= THE INPUT =
+--

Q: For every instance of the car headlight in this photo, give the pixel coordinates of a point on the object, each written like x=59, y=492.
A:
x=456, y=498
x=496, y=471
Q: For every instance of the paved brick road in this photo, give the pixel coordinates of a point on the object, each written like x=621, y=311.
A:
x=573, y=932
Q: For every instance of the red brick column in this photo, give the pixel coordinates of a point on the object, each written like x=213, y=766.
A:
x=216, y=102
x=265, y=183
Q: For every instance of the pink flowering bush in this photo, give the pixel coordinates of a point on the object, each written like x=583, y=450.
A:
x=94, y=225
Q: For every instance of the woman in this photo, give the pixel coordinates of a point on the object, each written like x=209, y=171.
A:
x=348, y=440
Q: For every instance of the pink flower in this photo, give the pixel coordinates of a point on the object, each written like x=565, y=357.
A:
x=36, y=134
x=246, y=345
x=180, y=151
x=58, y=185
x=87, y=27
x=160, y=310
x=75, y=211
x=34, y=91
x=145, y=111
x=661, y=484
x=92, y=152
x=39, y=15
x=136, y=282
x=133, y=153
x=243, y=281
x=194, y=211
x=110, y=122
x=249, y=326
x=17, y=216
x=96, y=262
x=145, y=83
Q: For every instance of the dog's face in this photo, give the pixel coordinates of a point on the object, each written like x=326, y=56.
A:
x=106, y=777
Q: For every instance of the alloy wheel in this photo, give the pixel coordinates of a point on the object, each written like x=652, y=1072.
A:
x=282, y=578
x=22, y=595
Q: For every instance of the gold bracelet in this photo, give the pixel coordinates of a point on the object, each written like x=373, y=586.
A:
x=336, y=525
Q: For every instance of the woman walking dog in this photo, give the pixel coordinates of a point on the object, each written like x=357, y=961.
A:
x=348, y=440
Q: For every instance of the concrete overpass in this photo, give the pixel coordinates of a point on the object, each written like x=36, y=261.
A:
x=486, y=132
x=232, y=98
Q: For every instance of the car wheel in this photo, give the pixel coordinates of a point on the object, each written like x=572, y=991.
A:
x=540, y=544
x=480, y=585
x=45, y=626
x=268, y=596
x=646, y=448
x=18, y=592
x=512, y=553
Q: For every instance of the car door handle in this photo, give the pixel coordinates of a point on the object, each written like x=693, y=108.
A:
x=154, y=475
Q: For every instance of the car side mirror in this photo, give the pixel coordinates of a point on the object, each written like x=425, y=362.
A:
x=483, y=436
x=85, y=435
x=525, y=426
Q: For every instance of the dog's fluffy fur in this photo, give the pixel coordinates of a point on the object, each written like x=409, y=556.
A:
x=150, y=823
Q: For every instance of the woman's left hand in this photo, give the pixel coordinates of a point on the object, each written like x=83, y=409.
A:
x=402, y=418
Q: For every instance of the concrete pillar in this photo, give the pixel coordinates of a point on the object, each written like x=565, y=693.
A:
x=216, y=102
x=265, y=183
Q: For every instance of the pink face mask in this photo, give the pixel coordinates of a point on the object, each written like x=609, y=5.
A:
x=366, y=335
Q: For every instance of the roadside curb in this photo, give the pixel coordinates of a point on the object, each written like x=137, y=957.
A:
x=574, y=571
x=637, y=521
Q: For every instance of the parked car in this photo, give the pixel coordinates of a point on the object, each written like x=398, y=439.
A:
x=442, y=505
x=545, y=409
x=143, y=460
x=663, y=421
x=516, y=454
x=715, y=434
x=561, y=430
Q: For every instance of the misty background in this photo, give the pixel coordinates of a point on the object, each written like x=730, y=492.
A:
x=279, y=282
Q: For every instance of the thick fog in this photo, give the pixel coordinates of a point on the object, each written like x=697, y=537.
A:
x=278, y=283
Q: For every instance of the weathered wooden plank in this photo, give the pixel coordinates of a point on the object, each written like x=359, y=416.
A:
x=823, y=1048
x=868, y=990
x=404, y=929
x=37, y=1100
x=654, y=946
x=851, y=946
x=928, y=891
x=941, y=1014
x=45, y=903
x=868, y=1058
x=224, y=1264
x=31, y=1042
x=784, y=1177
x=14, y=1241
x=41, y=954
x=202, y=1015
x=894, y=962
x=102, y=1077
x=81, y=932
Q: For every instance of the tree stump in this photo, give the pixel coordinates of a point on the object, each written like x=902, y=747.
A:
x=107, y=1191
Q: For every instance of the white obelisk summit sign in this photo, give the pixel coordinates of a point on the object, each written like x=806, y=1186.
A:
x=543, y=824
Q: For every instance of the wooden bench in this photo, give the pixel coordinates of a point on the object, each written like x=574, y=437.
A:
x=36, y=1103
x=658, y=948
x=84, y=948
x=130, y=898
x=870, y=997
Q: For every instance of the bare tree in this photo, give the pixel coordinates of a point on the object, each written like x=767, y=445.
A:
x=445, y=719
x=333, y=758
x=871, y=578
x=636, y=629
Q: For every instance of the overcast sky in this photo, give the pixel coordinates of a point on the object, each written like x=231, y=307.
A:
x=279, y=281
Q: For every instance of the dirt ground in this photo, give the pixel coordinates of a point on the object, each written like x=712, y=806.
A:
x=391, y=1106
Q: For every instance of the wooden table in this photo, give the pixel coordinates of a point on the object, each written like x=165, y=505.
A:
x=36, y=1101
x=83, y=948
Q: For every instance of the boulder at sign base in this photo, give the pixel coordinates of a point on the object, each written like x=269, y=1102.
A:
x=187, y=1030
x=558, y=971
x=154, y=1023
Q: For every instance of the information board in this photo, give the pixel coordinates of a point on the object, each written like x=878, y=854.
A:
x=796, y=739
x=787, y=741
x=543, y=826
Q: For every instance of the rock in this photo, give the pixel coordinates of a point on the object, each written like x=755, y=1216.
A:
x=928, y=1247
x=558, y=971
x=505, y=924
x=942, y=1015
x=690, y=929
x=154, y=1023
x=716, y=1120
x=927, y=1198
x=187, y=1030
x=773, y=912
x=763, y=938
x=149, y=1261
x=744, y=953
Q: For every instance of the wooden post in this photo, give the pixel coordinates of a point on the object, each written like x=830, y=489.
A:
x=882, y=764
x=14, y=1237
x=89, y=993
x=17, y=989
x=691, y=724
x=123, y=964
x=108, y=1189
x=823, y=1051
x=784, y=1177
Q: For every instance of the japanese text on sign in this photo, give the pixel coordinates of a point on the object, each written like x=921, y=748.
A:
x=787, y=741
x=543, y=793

+--

= ACTIVITY =
Please restate every line of the records exactly.

= EXERCISE OUTPUT =
Q: For every instance of the car headlight in this photo, give the pixel coordinates of a point on the object, each written like x=59, y=492.
A:
x=456, y=498
x=496, y=471
Q: For every instance of the paved brick road in this photo, give the pixel coordinates of a point on the object, each written like x=621, y=311.
A:
x=573, y=932
Q: For every instance of the red brick column in this photo, give the pixel coordinates of a point on the object, each written like x=213, y=766.
A:
x=216, y=102
x=265, y=183
Q: For every instance of the pink flowering bush in this photo, give the pixel coordinates of a point on the object, each written like x=583, y=450.
A:
x=94, y=225
Q: For every instance of the woman in this photo, give the pixel coordinates of a point on the object, each written like x=209, y=171.
A:
x=348, y=440
Q: For every instance of the pink flower in this photo, give the pixel coordinates of a point on the object, each written like x=565, y=357.
A:
x=36, y=134
x=246, y=345
x=180, y=151
x=58, y=185
x=87, y=27
x=160, y=310
x=75, y=211
x=34, y=91
x=145, y=111
x=661, y=484
x=92, y=152
x=39, y=15
x=136, y=282
x=133, y=153
x=243, y=281
x=194, y=211
x=110, y=122
x=249, y=326
x=17, y=216
x=96, y=262
x=145, y=83
Q: For every instance of the dog's face in this photo, give the pixel coordinates of a point on the object, each written like x=326, y=56.
A:
x=106, y=777
Q: For every instance of the alloy wheel in this photo, give the pixel coordinates of a point on the object, each written like x=652, y=1072.
A:
x=282, y=578
x=22, y=595
Q: For every instance of the gold bracelet in this photo, give the pixel coordinates of a point on the object, each written like x=373, y=586.
A:
x=336, y=525
Q: For every instance of the woman walking dog in this photo, give the pixel coordinates of a point on the object, each written like x=357, y=961.
A:
x=348, y=440
Q: For every instance of the concrete overpass in this photo, give the pixel coordinates of a point on the object, each written like x=36, y=261.
A:
x=486, y=132
x=232, y=98
Q: For every instance of the car wheel in this photo, give the pixel coordinates of a point on the object, each written like x=572, y=991.
A:
x=540, y=544
x=480, y=585
x=45, y=626
x=268, y=596
x=646, y=448
x=18, y=592
x=512, y=553
Q: For every instance of the car door handle in this photo, give the pixel coordinates of a point on the object, each written like x=693, y=108.
A:
x=154, y=475
Q: For every instance of the car side mirror in this photo, give the pixel coordinates of a point on the object, each written like x=425, y=362.
A:
x=483, y=436
x=85, y=435
x=525, y=426
Q: For every instance of the dog's fluffy fur in this photo, give the pixel coordinates of a point on the object, each written like x=409, y=556.
A:
x=150, y=823
Q: For every instance of the woman's left hand in this photo, give the pixel coordinates of a point on the object, each written like x=83, y=409.
A:
x=402, y=418
Q: For every instance of the concrete pillar in this photo, give the pixel coordinates of a point on the object, each written like x=565, y=693.
A:
x=216, y=102
x=265, y=183
Q: For every instance of the pink face mask in this photo, give the pixel coordinates of a point on the object, each written like x=609, y=5.
A:
x=366, y=335
Q: For every instance of the roadside curb in this photo, give the pixel coordinates of a point on the object, each written like x=137, y=957.
A:
x=574, y=571
x=637, y=521
Q: For every instance of the parked car in this photo, give the pixel coordinates of a point on the object, each written like x=398, y=439.
A:
x=442, y=505
x=545, y=409
x=143, y=460
x=663, y=421
x=516, y=454
x=715, y=434
x=561, y=430
Q: For every instance of the misty background in this photo, give the pixel coordinates of a point on the object, each written like x=730, y=492.
A:
x=279, y=282
Q: For every instance of the thick fog in this photo, give the pixel coordinates of a point on the object, each written like x=697, y=537.
A:
x=278, y=283
Q: For every instance of the weathered wooden plank in this photo, give the pixel coordinates of a point on the object, each written like x=359, y=416.
A:
x=823, y=1048
x=868, y=990
x=404, y=929
x=37, y=1100
x=654, y=946
x=851, y=946
x=928, y=891
x=941, y=1014
x=45, y=903
x=868, y=1058
x=224, y=1264
x=31, y=1042
x=784, y=1177
x=14, y=1241
x=41, y=954
x=202, y=1015
x=894, y=962
x=102, y=1077
x=81, y=932
Q: For every instance of the tree stump in this photo, give the pixel coordinates of a point on the object, each written like x=902, y=747.
A:
x=107, y=1191
Q: For every instance of the white obelisk summit sign in this photo, give the pixel coordinates of a point on the object, each written like x=806, y=1186.
A:
x=543, y=824
Q: For every instance of the wooden bench in this photo, give the pixel coordinates of a point on the object, each written like x=574, y=437.
A:
x=36, y=1103
x=658, y=948
x=84, y=948
x=130, y=898
x=870, y=997
Q: For every instance of the bare tree in this photo, give the pixel coordinates of a point on the object, each written like x=767, y=445.
A:
x=445, y=719
x=333, y=758
x=871, y=578
x=636, y=629
Q: For every instance of the overcast sky in this photo, give the pixel coordinates of a point on the object, each written like x=231, y=307.
A:
x=279, y=281
Q: For every instance of the dirt ground in this photo, give the pixel coordinates of a point on the object, each written like x=712, y=806.
A:
x=391, y=1106
Q: For every instance of the wooden table in this photo, give the pixel coordinates of a point on the object, each written like x=165, y=505.
A:
x=36, y=1101
x=83, y=948
Q: For every instance of the boulder at sign base in this photo, give the pixel coordinates of a point on the object, each written like x=269, y=1102.
A:
x=187, y=1030
x=558, y=971
x=154, y=1023
Q: For every instance of the information board in this photo, give the pixel coordinates of a point on the object, each written like x=878, y=854.
A:
x=796, y=739
x=787, y=741
x=543, y=826
Q: For every instance of the rock in this photo, give the pixel coordinates of a point on the object, each written like x=755, y=1216.
A:
x=928, y=1247
x=558, y=971
x=505, y=924
x=942, y=1015
x=690, y=929
x=154, y=1023
x=716, y=1120
x=927, y=1198
x=187, y=1030
x=773, y=912
x=763, y=938
x=149, y=1261
x=744, y=953
Q: For every instance of the wooden post in this photo, give the pixel coordinates of a point on the object, each written like x=830, y=489.
A:
x=882, y=764
x=14, y=1237
x=89, y=993
x=17, y=989
x=691, y=724
x=123, y=964
x=108, y=1189
x=823, y=1051
x=784, y=1177
Q: For every instance of the japanese text on sign in this photo, give the pixel coordinates of a point on the object, each written like x=921, y=748.
A:
x=787, y=741
x=543, y=793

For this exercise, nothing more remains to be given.